- _TEXTO DO DOCUMENTO_:

◆ ◆ ◆ ◆ ◆ ◆ ◆

Conta d'água bilionária
Rio e SP precisarão gastar R$ 8,5 bi para garantir abastecimento; Alckmin pede ajuda a Dilma

Catarina Alencastro, Luiza Damé e Gustavo Goulart

BRASÍLIA E RIO- Diante da maior seca dos últimos 84 anos em São Paulo, e propondo a transferência de parte da água de um dos reservatórios do Rio Paraíba do Sul para o estado a fim de melhorar o abastecimento, o governador Geraldo Alckmin (PSDB) pediu ontem ajuda ao governo federal, em reunião com a presidente Dilma Rousseff, para financiar oito obras de infraestrutura na área hídrica. Juntas, elas custarão R$ 3,5 bilhões - R$ 1,5 bilhão a menos do que o Rio precisa gastar para universalizar o abastecimento fluminense. O Rio ainda não enfrenta seca, mas sua principal fonte de abastecimento, o Paraíba do Sul, já está com os quatro reservatórios com os níveis mais baixos dos últimos 36 anos. O total de R$ 8,5 bilhões que precisa ser investido em obras, nos dois estados, não trará resultados imediatos. Em São Paulo, algumas intervenções começarão a ficar prontas em 2015, mas o restante, somente daqui a três anos. No Rio, a previsão é que o sistema esteja universalizado só em 2030.
A conta pode ficar ainda mais alta. Segundo o pesquisador do Laboratório de Hidrologia da Coppe, Paulo Carneiro, que coordenou o estudo, encomendado pelo Instituto Estadual de Ambiente, que aponta que serão necessários R$ 5 bilhões para o Rio resolver seus problemas de água, o cálculo é baseado na situação atual do estado e não leva em conta fatores como a possibilidade de transposição para São Paulo.
- O estudo foi feito levando em conta o atual nível de atendimento médio do sistema de abastecimento de água do estado. O investimento médio necessário foi estimado em 5 bilhões. Não leva em conta fatores que possam advir da atual crise que vem enfrentando o estado de São Paulo, como possibilidade de captação da água do Rio Jaguari, no Rio. E também não leva em conta a possibilidade de, no futuro, ser necessária a dessalinização da água do mar - comentou Carneiro.

◆ ◆ ◆ ◆ ◆ ◆ ◆

- _ENTRADAS_:
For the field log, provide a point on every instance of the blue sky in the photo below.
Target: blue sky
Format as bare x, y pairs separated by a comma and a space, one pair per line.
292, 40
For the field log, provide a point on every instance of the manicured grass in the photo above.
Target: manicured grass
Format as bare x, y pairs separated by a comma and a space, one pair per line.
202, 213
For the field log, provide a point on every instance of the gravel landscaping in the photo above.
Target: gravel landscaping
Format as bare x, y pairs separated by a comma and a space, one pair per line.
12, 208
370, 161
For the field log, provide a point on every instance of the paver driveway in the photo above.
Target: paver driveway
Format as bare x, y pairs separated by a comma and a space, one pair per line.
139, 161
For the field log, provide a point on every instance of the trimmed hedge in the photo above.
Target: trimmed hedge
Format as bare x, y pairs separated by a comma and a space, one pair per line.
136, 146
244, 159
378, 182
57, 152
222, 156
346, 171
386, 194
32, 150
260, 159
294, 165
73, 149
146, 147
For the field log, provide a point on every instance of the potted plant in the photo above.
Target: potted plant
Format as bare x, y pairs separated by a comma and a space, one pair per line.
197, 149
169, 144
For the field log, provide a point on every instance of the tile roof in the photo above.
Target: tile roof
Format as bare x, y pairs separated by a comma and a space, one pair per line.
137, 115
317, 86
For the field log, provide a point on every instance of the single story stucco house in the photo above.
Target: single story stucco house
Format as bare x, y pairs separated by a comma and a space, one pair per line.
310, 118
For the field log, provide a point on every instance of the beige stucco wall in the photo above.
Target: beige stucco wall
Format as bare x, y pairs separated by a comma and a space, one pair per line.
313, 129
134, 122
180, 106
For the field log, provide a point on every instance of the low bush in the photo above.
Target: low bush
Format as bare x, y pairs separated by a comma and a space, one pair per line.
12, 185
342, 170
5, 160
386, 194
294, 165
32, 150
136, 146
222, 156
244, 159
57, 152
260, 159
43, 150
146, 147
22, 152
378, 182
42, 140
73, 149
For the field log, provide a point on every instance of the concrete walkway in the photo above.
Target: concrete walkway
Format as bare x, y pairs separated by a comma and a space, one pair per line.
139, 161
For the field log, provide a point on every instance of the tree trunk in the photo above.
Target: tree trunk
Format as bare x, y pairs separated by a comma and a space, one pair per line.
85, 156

◆ ◆ ◆ ◆ ◆ ◆ ◆

- _INSTRUÇÃO DADA_: Prossiga com o texto sobre o custo do abastecimento de água no Rio e em São Paulo a partir do ponto em que ele termina. As entradas não têm nenhuma relação com o texto.

- _RESULTADO DO EXERCÍCIO_:
Ontem, em Brasília, o governador de São Paulo, Geraldo Alckmin, explicou que os R$ 3,5 bilhões seriam gastos na interligação do Rio Jaguari ao Atibainha; na barragem de Pedreira e Duas Pontes; no sistema adutor regional para os rios Piracicaba, Capivari e Jundiaí; na interligação do Rio Pequeno com a represa Billings; na estação de reúso para reforço do sistema Baixo Cotia; na adutora emergencial Jaguari-Atibaia para reforçar a captação de Campinas; e na construção de 24 poços artesianos no Aquífero Guarani. Alckmin afirmou ainda que, a partir de 2017, São Paulo contará com seu oitavo sistema de produção de água, de São Lourenço, que jogará 4,8 m3 por segundo para o Cantareira, graças a um convênio de R$ 1,8 bilhão entre São Paulo e a União, que será assinado na próxima semana. Além disso, ele disse que há obras permanentes para que o estado seja cada vez menos dependente da água do sistema Cantareira, o que mais vem penando com a estiagem.
- São Paulo enfrenta esta que é a pior seca dos últimos 84 anos com planejamento, com obra e com uso racional da água. Não há esse risco (de falta de água). Temos um sistema extremamente forte. As obras para amanhã já estão sendo feitas - afirmou o governador, que voltou a dizer que não será preciso fazer racionamento de água.
Para o diretor do Departamento de Hidrologia da Faculdade de Engenharia da Unicamp, Antônio Carlos Zuffo, as medidas anunciadas por Alckmin aumentariam a margem de manobra do sistema a longo prazo. Mas, de acordo com Zuffo, parte das propostas apresentadas já era de conhecimento do governo desde a década de 90 e não foi colocada em prática.
- O resultado não seria sentido em menos de cinco anos. O anúncio é muito mais para mostrar a população e o setor econômico que há uma saída do que realmente resolver a crise imediata - afirmou Zuffo.
Alckmin disse que não é verdade que ele tenha recusado ajuda do governo Dilma, mencionando que, nestes quase quatro anos de gestão da petista, os dois entes federativos já firmaram uma série de parcerias. Ao ser perguntado se as críticas do PT à crise hídrica de São Paulo, durante a campanha eleitoral, foram mencionadas na reunião com Dilma, o governador disse que sua missão agora é governar:
- O palanque acabou. Quem foi eleito, foi eleito para governar. Oposição se faz no Parlamento. Acabou a eleição, a população quer soluções, e soluções concretas para seus problemas. Os recursos devem ir para onde há necessidade. Vejo que há na vida pública duas condições importantes para quem é oposição. Dois deveres: divergir e interagir. Divergir naquilo que entendemos que não é adequado, e interagir, principalmente quem é governo - defendeu.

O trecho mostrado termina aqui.